Vecter - Gryo Band - Game Controller

    My controller is for a game called Vecter. It is a runner-shooter arcade style game with a simple premise: drive forward, and don’t run into obstacles.

    With my controller, I want to turn the player's hand into the hovercraft that you play as. As this is a fast-paced game, mapping should be intuitive and feedback should instantaneous. The design resembles the in-game ship to reinforce this idea. You should be able to put on the controller a quickly learn how it operates. If you understand how a quad-copter or helicopter moves. It's should be obvious how to operate the device. As you tilt you hand to the side, the ship on-screen tilts simultaneously as it leans into a strafe. Tilting forward, like that of a quad-copter, causes you to accelerate. Lean further to boost. As a gesture-based device, the signifiers are a combination of prior knowledge and immediate on-screen feedback. With strong, obvious, mapping the player should quickly be able to develop the muscle memory to use the device at a high level. While looking at the controller is opposite the goal, there is some additional feedback for strafing where only the NeoPixels on the corresponding side will light up. The is a visual design feature alone.

[Lines of data]
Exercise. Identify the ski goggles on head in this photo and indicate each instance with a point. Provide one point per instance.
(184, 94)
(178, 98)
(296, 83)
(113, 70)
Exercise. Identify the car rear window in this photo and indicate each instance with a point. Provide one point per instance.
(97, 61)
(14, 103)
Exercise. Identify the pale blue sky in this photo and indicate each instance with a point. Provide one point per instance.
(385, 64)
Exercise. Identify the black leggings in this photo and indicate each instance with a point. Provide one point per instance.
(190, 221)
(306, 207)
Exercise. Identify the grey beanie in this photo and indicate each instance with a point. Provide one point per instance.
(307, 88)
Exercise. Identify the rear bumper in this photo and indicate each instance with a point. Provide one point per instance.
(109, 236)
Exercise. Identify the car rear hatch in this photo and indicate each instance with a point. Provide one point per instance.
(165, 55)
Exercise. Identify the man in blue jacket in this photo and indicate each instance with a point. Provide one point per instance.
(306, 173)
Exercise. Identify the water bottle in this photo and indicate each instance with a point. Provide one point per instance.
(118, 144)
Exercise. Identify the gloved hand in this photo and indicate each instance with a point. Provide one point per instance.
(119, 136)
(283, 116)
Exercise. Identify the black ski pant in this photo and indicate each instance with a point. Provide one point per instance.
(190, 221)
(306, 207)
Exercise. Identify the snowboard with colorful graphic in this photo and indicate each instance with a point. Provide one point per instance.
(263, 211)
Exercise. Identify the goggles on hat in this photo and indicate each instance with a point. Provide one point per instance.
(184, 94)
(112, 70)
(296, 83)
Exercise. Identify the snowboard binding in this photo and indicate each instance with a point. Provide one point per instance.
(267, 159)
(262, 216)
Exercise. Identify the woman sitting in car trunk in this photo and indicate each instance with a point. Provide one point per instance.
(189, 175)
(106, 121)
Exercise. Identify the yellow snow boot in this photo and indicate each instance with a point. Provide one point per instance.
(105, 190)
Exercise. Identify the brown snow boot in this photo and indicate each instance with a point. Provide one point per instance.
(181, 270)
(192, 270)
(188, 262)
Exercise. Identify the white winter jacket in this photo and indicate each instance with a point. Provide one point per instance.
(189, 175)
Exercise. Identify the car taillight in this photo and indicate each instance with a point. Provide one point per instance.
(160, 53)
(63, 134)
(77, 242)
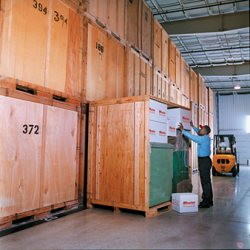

- _EXERCISE TASKS_
1 - Write out the passage of the Vecter controller description that begins at the words "Vecter - Gryo" and stops after "run into obstacles.".
2 - Continue the Vecter controller description from the point where it stops.
The records were taken from a separate source.

- _OUTPUTS IN ORDER_
1 -
Vecter - Gryo Band - Game Controller

    My controller is for a game called Vecter. It is a runner-shooter arcade style game with a simple premise: drive forward, and don’t run into obstacles.

2 -
    I’ve primarily utilized the CPE’s accelerometer to detect the x and y axis of your hand and mapped various tilting angles to the correlating inputs (WASD keyboard-only format.) Tilting left or right makes the vehicle strafe left or right ('a' and 'd.') In Vecter, rarely do you want to stop accelerating, so I made acceleration ('w') toggle on upon tilting forward for the first time, which only toggles off when tilting back to brake. This allows you to keep your hand in a more comfortable position while still playing the game optimally. Tilting further forward will activate a boost ('ctrl'.) And lastly, pinch you fingers to continuously fire ('space.')

Question:

I believe the mapping is intuitive enough to not require directions, and that one could figure out how the controller works in a few minutes of play. However, there is some innate bias since I already know all the functions well. Are there any elements of the controller's functions that should be signified on the controller itself?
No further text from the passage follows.